WHAT IS REQUIRED ▸ Can you put the lines of the records below into a JSON list of strings, one string per line and no blank lines, covering only the part that opens with the line containing "Find the man's" and closes with the line containing "<point>251,227</point>", both included?

RAW DATA ▸
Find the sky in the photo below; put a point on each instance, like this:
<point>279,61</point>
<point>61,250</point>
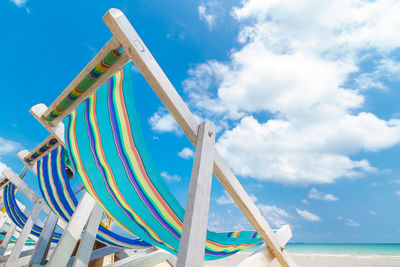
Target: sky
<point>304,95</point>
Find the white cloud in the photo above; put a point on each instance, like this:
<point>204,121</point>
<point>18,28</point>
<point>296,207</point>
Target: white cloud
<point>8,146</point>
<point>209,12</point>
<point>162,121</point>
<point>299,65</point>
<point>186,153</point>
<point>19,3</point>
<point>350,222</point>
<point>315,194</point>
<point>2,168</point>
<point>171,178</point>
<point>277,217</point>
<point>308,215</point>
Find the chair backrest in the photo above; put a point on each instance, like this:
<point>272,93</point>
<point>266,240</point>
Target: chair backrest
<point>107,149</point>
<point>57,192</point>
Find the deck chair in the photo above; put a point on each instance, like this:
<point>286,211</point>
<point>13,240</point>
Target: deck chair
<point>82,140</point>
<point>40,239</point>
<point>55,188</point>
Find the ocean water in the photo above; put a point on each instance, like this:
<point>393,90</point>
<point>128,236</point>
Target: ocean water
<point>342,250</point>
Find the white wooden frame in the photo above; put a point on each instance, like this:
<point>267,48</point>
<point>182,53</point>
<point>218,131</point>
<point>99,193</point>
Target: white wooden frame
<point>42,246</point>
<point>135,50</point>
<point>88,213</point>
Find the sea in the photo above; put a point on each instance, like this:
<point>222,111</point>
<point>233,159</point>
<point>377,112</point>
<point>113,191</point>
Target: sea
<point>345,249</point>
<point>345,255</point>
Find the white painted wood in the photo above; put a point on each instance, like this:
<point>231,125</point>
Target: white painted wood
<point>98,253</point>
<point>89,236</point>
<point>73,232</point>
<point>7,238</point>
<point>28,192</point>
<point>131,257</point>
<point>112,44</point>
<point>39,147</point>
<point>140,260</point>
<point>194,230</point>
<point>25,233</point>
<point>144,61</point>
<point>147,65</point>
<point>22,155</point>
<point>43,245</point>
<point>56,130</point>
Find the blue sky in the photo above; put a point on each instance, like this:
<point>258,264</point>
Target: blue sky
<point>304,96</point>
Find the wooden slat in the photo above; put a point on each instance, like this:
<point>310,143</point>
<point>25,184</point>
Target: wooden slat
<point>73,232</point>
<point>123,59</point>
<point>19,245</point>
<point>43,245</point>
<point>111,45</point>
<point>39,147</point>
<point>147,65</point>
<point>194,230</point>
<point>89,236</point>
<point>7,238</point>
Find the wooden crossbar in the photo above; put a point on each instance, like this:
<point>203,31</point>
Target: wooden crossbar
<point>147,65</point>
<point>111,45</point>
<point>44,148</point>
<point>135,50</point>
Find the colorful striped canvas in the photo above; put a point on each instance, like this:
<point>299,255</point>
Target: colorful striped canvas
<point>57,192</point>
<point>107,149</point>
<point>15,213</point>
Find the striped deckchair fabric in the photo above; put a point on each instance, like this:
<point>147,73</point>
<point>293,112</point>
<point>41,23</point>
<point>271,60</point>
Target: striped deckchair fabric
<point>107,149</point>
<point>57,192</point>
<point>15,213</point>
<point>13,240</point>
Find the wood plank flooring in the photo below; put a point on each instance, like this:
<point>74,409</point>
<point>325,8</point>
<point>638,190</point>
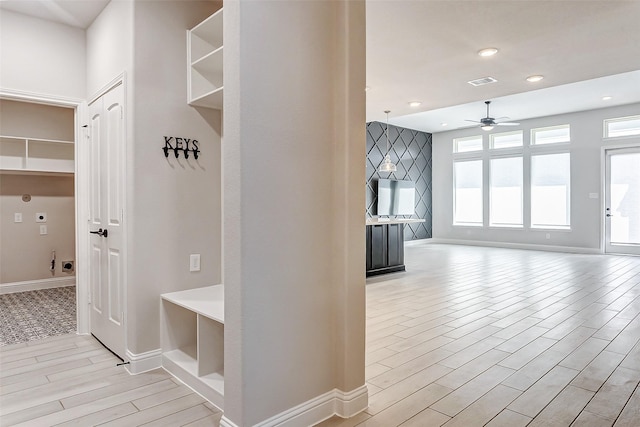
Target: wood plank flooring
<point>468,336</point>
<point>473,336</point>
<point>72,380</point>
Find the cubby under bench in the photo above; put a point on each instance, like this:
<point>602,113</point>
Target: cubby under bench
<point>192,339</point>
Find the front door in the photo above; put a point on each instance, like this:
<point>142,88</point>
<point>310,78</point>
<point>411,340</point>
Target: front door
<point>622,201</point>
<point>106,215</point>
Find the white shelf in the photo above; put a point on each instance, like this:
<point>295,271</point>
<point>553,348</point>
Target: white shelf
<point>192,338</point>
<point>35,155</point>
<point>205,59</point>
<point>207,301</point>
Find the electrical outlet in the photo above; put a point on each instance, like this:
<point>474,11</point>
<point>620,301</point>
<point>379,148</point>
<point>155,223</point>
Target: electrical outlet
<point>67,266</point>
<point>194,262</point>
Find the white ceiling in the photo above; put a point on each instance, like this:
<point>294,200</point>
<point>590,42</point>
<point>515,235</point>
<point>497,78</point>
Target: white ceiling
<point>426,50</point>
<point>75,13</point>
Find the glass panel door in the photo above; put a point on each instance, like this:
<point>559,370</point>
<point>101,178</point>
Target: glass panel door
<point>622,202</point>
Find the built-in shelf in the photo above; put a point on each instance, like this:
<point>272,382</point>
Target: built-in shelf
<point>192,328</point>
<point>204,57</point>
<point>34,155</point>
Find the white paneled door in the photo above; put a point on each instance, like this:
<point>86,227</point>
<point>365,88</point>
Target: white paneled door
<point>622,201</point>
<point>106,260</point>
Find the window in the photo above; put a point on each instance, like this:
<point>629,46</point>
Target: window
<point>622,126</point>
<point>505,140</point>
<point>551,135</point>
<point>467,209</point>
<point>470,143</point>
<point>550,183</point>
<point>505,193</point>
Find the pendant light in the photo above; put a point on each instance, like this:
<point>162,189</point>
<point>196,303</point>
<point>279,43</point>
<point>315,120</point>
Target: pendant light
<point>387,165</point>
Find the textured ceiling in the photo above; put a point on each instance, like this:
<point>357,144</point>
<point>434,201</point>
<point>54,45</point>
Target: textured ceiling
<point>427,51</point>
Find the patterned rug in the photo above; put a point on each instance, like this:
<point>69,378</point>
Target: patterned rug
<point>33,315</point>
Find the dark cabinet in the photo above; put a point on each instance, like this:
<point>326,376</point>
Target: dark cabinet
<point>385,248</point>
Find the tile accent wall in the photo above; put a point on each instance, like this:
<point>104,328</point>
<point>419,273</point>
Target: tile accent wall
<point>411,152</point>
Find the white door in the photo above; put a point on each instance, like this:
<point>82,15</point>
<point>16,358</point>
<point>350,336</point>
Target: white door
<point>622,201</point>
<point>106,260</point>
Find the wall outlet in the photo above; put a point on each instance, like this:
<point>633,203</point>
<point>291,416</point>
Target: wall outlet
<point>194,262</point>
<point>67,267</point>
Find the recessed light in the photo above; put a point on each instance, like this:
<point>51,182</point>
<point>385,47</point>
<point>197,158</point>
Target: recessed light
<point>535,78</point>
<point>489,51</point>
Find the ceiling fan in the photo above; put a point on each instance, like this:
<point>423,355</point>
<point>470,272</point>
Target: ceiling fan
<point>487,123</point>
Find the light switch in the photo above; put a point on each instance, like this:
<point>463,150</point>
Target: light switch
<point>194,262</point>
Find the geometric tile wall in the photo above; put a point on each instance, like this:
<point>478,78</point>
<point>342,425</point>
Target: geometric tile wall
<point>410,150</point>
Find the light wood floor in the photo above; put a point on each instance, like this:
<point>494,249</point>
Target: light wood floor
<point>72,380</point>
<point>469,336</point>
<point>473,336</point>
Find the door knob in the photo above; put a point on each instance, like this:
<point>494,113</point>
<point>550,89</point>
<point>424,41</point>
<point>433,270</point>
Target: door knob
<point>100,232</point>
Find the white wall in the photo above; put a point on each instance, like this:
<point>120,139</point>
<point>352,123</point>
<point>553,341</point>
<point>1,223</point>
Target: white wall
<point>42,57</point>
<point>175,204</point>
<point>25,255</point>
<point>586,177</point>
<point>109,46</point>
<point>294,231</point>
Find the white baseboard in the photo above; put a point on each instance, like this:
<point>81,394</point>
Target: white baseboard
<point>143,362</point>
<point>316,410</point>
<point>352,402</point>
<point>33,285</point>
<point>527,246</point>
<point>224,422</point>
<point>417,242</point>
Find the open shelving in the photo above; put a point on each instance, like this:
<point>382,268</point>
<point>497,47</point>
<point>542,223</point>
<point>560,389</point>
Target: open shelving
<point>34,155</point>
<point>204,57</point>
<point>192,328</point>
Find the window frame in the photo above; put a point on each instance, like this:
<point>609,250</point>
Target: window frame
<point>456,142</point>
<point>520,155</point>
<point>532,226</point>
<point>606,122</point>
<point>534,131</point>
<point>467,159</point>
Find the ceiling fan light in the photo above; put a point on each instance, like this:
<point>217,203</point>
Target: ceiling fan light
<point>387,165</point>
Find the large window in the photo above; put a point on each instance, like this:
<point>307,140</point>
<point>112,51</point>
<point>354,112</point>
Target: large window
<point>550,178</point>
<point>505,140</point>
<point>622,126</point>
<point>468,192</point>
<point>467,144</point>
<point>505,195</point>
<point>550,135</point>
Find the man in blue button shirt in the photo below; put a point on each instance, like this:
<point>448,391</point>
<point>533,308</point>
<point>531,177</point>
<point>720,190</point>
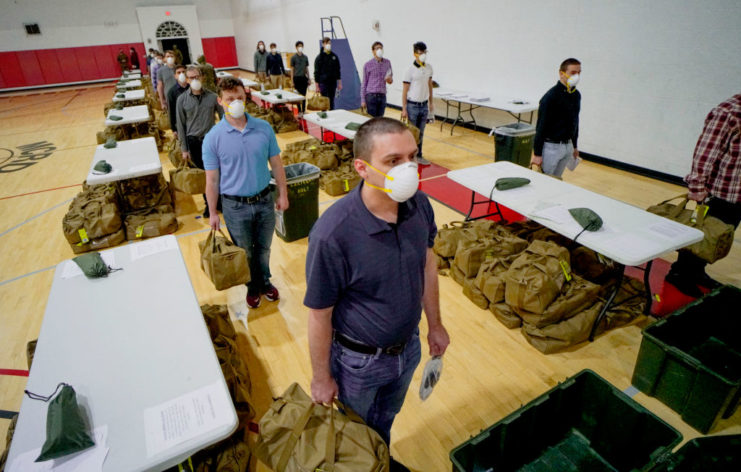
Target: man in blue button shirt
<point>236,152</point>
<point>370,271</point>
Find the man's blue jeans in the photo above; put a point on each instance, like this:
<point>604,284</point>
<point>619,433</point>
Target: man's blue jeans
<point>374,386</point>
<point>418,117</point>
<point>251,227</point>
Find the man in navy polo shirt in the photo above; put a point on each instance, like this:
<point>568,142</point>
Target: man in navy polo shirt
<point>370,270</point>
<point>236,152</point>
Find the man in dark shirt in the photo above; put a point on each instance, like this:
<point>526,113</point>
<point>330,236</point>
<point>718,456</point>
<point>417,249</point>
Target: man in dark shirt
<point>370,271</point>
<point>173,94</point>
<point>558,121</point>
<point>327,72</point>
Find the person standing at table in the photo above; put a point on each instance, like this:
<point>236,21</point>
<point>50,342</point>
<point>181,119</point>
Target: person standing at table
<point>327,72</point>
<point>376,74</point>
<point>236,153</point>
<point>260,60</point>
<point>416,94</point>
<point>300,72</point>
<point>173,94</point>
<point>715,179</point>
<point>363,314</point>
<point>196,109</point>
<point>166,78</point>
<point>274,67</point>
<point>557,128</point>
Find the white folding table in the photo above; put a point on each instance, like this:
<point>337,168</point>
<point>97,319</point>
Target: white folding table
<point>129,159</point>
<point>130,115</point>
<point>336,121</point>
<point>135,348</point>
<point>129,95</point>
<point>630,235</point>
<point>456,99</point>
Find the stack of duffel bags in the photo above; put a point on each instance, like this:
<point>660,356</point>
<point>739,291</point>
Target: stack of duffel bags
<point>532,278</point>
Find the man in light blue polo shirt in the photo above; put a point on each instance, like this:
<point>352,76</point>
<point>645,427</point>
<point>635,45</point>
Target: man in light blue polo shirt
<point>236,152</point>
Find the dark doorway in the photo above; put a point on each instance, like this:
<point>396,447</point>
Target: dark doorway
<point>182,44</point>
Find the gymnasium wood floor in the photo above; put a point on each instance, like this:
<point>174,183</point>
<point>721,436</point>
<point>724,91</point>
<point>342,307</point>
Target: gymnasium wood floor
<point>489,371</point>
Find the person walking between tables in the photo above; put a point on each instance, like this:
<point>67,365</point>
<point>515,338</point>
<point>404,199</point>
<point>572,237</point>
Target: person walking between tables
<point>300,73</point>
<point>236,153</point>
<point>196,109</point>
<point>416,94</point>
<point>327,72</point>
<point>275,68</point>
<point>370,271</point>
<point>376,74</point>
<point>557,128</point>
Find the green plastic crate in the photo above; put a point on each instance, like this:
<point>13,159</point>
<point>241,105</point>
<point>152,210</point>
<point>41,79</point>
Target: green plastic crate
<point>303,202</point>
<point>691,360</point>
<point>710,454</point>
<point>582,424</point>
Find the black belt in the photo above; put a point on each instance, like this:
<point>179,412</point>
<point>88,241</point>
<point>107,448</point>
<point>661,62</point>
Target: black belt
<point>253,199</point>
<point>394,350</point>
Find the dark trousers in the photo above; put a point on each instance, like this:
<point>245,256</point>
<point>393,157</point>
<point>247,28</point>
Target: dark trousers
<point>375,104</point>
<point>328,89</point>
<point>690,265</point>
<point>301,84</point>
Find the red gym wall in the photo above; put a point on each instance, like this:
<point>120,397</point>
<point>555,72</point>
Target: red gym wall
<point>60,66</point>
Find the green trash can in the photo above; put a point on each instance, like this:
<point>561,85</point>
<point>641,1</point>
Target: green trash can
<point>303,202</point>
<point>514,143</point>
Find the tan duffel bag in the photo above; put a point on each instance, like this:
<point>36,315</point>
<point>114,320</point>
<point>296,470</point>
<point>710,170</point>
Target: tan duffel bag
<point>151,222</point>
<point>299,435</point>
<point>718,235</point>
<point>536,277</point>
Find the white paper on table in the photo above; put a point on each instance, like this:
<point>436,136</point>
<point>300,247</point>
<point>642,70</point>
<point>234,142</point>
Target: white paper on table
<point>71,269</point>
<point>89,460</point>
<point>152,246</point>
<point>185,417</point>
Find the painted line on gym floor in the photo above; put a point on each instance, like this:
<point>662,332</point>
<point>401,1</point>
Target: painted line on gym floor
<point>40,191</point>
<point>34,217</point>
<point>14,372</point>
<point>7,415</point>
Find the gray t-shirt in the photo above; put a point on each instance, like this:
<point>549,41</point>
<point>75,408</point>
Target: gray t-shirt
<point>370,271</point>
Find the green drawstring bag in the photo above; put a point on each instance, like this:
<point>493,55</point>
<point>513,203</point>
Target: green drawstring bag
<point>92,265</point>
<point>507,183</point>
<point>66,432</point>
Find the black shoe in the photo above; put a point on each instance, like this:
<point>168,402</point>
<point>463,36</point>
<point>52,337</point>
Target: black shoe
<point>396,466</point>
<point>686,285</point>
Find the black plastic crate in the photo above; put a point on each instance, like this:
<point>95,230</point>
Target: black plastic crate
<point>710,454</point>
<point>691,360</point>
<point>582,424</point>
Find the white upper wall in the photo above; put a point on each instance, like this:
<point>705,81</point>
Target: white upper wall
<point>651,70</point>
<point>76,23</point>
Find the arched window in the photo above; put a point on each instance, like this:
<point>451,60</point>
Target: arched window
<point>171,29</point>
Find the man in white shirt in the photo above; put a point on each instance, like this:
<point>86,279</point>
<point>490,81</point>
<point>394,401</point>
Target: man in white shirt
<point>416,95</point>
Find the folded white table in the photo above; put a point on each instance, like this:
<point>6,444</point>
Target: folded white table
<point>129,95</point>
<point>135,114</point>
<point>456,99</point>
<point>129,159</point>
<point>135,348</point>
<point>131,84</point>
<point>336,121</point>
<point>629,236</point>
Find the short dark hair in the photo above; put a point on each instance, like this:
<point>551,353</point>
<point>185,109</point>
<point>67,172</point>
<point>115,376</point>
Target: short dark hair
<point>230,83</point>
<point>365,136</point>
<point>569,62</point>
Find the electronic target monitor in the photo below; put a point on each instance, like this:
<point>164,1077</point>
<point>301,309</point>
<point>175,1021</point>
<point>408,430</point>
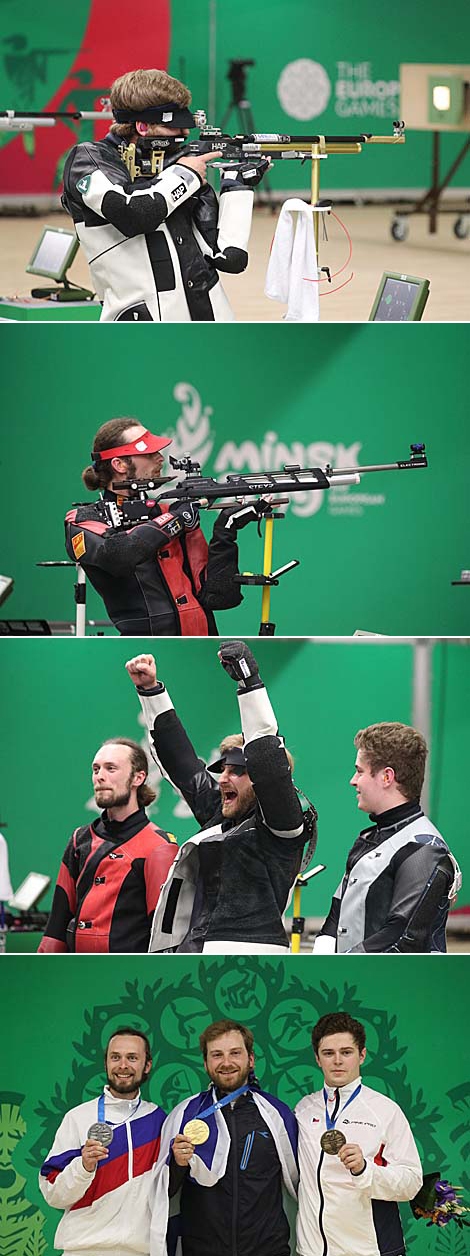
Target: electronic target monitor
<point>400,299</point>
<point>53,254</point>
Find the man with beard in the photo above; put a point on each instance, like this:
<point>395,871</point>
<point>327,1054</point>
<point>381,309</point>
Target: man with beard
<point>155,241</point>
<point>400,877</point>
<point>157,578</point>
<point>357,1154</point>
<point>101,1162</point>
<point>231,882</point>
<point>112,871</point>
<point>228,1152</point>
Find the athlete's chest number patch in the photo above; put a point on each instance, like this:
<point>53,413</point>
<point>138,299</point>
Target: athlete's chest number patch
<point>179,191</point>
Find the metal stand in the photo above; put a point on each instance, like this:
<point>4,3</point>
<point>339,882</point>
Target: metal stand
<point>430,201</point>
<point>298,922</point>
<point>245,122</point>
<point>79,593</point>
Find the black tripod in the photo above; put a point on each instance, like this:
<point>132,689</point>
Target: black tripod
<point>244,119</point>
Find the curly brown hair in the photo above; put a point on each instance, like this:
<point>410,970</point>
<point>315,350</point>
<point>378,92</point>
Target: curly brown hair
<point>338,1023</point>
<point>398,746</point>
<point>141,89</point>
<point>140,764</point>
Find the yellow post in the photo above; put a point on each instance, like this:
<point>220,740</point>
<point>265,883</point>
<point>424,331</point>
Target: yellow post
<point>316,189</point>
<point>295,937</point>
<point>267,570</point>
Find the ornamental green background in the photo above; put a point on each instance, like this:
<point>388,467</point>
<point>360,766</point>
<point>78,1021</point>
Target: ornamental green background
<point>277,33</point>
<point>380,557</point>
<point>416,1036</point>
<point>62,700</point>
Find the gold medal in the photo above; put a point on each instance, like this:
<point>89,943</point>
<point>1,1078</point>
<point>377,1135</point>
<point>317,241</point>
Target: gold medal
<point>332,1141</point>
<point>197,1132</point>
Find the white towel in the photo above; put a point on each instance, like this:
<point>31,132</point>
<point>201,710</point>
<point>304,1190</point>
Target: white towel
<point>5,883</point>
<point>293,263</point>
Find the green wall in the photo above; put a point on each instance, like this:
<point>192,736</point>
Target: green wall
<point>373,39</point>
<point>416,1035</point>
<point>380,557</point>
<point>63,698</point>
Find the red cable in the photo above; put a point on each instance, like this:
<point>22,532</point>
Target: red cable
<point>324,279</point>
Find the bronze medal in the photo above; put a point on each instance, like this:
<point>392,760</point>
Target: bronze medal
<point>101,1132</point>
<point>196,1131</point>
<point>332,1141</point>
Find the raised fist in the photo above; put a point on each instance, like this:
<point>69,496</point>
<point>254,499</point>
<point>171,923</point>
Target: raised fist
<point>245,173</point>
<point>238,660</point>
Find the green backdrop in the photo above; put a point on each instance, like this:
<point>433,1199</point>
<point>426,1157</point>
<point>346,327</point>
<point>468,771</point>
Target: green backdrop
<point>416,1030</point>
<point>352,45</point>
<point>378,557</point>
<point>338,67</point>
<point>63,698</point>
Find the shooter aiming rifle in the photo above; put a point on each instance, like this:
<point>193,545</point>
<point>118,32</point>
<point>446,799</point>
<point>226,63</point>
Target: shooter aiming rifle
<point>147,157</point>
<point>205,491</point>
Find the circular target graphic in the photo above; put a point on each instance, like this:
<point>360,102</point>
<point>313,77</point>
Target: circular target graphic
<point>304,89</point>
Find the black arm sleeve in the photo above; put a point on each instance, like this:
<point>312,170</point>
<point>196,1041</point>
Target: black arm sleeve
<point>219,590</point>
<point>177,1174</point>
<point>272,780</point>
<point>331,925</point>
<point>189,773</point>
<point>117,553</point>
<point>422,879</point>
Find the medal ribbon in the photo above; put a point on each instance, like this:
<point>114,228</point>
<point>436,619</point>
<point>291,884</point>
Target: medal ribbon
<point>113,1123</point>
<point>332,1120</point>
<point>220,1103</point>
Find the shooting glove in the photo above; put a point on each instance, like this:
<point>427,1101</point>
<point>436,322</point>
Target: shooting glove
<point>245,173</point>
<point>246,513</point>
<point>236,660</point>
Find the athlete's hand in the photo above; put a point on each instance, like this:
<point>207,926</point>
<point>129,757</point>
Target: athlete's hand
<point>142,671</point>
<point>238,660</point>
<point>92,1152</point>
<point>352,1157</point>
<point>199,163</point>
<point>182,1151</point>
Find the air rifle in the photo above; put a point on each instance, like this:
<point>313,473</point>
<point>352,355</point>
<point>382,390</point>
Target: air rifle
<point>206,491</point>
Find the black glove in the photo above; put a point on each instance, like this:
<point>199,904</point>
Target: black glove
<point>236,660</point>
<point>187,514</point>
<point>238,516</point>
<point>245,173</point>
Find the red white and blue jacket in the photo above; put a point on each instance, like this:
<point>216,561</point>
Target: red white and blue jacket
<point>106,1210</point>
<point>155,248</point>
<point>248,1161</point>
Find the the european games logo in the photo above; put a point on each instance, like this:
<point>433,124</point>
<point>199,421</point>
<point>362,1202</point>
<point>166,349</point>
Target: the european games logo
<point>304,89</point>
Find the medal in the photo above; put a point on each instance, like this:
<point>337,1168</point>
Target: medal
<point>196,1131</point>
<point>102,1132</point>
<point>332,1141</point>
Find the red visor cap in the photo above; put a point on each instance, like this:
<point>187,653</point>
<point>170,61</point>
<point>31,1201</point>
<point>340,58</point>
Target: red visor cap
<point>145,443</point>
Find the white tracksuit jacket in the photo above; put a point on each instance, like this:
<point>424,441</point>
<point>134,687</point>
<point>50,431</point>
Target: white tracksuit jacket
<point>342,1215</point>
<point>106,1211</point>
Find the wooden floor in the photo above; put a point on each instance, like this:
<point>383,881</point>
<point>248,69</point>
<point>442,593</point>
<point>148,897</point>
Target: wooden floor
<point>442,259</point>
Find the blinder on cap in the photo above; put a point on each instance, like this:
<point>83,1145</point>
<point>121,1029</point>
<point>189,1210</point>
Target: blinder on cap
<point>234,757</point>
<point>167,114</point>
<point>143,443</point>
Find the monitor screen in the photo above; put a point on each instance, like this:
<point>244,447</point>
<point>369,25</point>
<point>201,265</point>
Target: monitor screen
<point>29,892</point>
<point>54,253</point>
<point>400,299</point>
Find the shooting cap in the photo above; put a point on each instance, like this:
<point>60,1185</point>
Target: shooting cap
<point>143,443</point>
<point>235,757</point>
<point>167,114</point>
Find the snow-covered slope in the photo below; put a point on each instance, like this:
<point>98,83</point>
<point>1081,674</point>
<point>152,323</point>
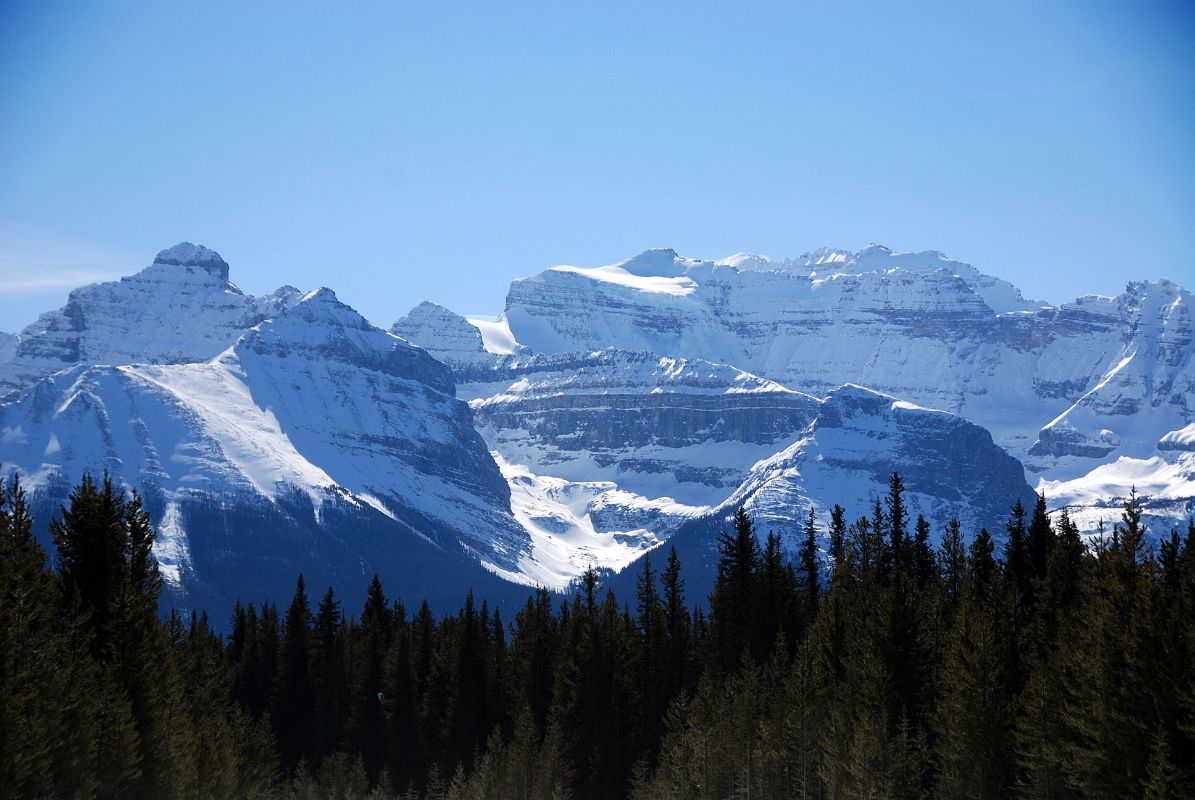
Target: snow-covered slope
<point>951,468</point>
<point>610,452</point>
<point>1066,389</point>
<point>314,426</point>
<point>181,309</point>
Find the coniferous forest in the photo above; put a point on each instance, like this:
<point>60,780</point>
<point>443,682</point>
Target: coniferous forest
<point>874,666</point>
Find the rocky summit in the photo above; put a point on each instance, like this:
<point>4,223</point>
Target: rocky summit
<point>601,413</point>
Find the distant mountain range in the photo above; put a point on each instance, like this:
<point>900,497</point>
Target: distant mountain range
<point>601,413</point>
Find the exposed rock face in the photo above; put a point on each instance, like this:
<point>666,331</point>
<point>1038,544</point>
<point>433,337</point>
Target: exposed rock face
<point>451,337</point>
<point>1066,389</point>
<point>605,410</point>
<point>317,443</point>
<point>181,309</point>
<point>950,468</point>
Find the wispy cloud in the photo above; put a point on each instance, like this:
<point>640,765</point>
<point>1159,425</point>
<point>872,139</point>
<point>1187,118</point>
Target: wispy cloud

FINAL RESULT ▸
[
  "Find the man's blue jeans in the photo above; put a point on each instance, like this:",
  "<point>604,284</point>",
  "<point>619,433</point>",
  "Target: man's blue jeans",
  "<point>374,386</point>",
  "<point>418,117</point>",
  "<point>251,227</point>"
]